Dataset extract

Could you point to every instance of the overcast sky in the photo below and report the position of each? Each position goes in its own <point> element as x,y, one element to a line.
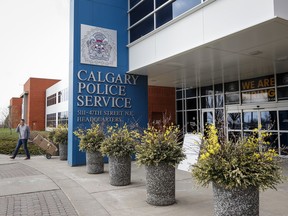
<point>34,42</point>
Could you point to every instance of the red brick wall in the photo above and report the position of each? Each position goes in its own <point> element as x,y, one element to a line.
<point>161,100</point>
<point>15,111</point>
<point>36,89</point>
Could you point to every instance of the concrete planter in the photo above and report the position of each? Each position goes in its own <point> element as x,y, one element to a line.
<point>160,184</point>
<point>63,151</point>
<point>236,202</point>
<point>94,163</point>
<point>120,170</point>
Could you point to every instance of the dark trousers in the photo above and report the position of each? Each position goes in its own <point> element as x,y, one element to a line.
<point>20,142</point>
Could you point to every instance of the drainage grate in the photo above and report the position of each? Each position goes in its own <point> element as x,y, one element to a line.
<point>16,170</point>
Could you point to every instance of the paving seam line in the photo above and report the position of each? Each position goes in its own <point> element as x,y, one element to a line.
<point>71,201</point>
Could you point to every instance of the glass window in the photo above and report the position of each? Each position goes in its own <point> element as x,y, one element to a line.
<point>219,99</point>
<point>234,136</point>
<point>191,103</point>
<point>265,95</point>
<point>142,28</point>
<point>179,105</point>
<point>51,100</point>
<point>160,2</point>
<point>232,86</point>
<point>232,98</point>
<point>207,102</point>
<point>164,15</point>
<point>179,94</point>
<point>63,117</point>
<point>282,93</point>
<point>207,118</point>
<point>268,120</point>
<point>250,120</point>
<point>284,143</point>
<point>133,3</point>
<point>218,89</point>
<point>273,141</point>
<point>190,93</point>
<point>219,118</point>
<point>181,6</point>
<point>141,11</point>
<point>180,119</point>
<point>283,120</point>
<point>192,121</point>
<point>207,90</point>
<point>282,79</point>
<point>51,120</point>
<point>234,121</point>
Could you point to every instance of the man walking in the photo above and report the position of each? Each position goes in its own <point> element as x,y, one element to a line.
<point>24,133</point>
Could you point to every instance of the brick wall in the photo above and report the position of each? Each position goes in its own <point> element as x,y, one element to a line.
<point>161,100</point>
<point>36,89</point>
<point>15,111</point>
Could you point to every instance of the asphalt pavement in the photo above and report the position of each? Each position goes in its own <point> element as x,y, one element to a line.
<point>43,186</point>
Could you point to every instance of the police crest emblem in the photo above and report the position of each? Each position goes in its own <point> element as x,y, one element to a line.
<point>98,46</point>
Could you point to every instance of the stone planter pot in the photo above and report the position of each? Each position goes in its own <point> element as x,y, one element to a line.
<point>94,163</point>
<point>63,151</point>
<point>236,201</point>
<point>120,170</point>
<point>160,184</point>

--

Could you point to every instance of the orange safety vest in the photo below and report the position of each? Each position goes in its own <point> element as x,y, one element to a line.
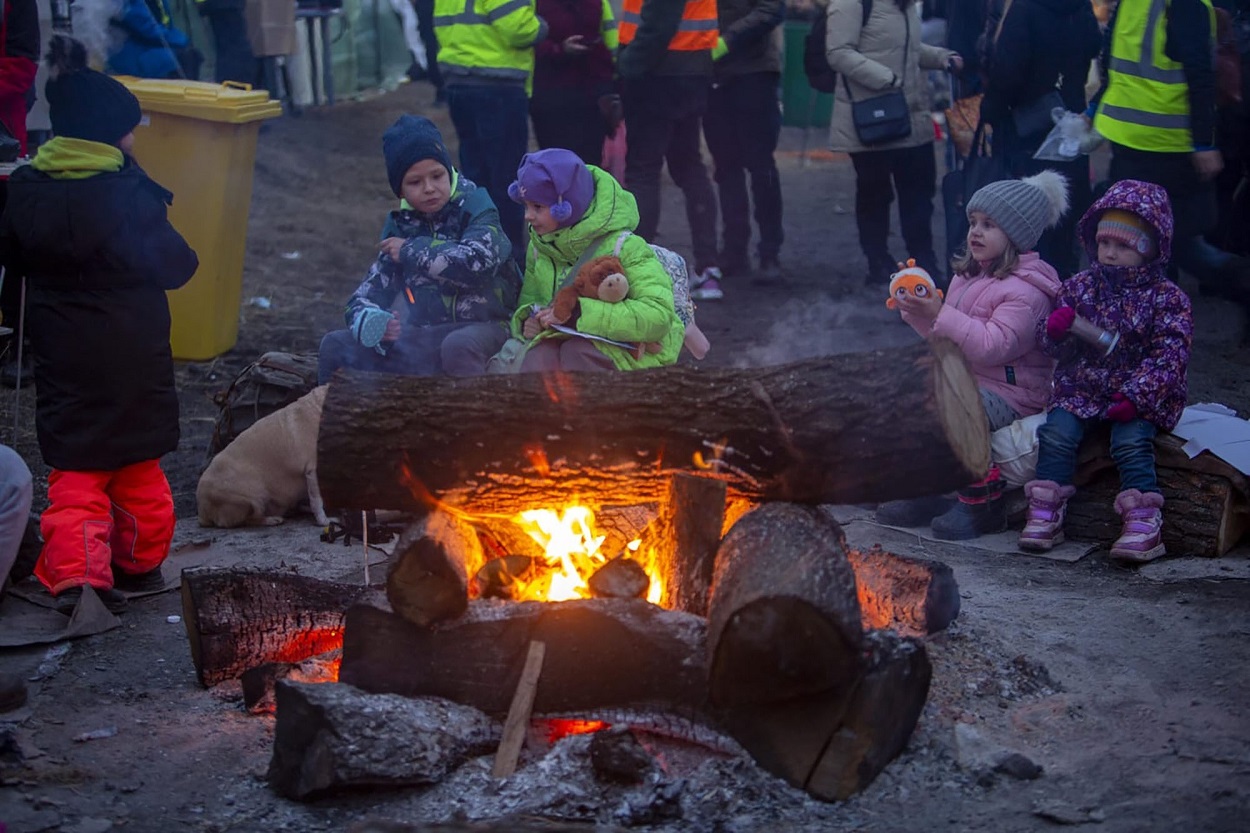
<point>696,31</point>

What the task asks
Please reproduce word for word the lines of the data between the line holding "Could you point to every instance of the glass" and the line holding "<point>24,133</point>", inclusive.

Finished answer
Could you point to every instance of the glass window in the photo above and report the position of each? Each position goes in its own <point> element as x,y, one element to a line.
<point>219,99</point>
<point>234,136</point>
<point>191,103</point>
<point>265,95</point>
<point>142,28</point>
<point>179,105</point>
<point>51,100</point>
<point>160,2</point>
<point>232,86</point>
<point>232,98</point>
<point>207,102</point>
<point>164,15</point>
<point>179,94</point>
<point>63,117</point>
<point>282,93</point>
<point>207,118</point>
<point>268,120</point>
<point>250,120</point>
<point>284,143</point>
<point>133,3</point>
<point>218,89</point>
<point>273,141</point>
<point>190,93</point>
<point>219,118</point>
<point>181,6</point>
<point>141,11</point>
<point>180,119</point>
<point>283,120</point>
<point>192,121</point>
<point>207,90</point>
<point>282,79</point>
<point>51,120</point>
<point>234,121</point>
Could you point to every instance of the man walking in the photo above and report the position of each? Each position goes in its own <point> element as x,y, one element to a line.
<point>24,133</point>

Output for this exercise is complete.